Excerpts from a detection dataset:
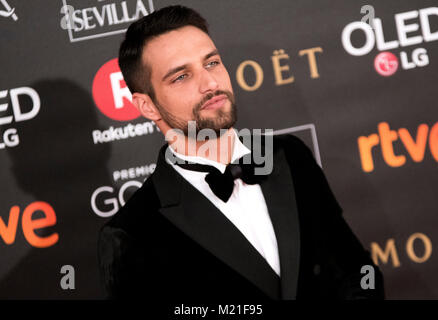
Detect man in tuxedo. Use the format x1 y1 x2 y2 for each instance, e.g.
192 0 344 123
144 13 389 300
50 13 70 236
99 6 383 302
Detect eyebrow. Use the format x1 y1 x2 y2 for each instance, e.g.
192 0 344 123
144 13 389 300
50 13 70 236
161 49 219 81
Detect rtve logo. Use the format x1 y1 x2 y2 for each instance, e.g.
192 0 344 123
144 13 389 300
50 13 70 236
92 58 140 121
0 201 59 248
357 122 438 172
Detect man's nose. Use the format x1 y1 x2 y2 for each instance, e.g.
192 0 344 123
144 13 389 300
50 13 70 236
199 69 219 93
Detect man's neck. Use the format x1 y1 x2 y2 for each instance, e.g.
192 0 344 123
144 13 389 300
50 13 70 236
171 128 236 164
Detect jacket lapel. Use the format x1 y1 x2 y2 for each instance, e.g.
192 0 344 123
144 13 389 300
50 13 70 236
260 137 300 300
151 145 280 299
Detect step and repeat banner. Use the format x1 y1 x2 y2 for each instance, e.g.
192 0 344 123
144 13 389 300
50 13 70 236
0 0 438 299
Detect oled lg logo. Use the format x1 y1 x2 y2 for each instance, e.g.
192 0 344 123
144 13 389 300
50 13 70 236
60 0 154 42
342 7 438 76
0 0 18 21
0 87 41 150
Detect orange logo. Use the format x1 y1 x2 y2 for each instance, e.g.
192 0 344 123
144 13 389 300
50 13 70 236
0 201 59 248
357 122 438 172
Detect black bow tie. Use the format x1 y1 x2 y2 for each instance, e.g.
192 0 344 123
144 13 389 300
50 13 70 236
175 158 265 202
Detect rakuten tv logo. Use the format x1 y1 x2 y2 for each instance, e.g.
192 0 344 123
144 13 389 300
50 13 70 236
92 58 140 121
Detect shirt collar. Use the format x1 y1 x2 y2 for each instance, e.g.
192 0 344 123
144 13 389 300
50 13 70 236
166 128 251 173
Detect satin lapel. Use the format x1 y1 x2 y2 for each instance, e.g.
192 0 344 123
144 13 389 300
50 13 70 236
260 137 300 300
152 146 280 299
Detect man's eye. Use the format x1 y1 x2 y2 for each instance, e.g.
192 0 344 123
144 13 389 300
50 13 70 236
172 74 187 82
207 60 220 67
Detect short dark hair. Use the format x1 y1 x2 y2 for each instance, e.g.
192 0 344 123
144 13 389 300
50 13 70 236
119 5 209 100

* * *

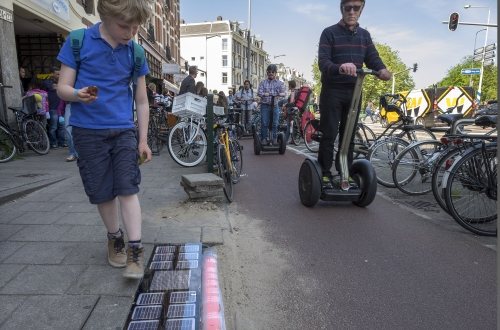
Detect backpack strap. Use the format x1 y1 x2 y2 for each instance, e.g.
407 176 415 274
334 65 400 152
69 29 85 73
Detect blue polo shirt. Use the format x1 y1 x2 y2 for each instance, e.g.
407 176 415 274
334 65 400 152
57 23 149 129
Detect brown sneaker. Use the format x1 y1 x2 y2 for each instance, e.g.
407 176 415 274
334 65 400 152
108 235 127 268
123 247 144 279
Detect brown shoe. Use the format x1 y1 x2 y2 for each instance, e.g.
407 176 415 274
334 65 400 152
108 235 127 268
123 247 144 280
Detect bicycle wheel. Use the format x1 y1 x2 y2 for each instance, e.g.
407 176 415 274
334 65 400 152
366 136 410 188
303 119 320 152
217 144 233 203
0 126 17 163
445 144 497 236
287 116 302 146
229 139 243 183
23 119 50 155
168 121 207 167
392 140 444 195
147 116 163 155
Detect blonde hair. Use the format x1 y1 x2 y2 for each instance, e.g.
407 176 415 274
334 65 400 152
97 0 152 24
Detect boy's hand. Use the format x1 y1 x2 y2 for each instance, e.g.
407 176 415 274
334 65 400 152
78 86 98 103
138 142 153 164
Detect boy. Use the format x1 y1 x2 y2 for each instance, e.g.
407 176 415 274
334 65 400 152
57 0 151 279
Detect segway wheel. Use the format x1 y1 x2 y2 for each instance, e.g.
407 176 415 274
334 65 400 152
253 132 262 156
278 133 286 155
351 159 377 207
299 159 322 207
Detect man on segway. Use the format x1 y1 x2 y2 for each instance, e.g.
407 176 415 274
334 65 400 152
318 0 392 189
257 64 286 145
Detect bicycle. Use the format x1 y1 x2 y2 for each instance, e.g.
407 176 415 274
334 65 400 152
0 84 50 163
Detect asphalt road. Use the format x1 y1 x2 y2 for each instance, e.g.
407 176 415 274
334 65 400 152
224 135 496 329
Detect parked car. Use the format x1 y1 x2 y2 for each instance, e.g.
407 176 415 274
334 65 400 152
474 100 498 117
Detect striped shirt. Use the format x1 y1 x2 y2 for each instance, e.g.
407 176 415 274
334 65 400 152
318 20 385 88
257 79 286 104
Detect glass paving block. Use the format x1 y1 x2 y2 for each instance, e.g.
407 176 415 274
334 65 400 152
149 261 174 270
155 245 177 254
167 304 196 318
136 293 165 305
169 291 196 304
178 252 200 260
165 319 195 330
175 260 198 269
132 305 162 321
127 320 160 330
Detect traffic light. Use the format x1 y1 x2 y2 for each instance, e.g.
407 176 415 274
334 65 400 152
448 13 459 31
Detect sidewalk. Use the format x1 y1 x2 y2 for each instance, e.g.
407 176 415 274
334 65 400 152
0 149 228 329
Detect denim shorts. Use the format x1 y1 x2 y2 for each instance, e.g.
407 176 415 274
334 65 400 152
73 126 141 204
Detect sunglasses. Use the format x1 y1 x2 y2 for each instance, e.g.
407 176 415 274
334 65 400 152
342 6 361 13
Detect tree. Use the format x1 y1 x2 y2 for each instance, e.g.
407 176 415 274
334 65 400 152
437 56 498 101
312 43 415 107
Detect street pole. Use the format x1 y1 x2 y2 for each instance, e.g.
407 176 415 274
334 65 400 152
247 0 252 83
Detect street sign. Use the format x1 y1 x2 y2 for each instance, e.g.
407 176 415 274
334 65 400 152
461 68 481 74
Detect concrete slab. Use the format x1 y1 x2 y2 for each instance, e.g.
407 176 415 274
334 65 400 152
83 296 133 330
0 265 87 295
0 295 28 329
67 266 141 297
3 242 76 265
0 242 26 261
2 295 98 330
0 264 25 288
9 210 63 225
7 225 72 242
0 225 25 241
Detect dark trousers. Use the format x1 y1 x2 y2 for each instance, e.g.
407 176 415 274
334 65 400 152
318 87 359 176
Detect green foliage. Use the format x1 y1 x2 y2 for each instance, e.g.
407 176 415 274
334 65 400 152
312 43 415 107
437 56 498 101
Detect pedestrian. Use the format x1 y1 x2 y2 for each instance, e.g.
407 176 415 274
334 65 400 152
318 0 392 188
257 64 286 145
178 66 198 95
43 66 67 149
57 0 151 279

- [WHAT THE EXERCISE ASKS]:
Edit the material from the line with "Detect backpack strap." to the line with "57 23 149 129" by changing "polo shirt" to "T-shirt", keeping everything else the same. Return only those lines.

- [WORKED SOLUTION]:
Detect backpack strap. Use the format x1 y1 x2 y2 for each instance, e.g.
407 176 415 274
334 65 400 152
69 29 85 73
Detect blue T-shirt. Use the format x1 y1 x2 y2 for each instance, e.g.
407 176 415 274
334 65 400 152
57 23 149 129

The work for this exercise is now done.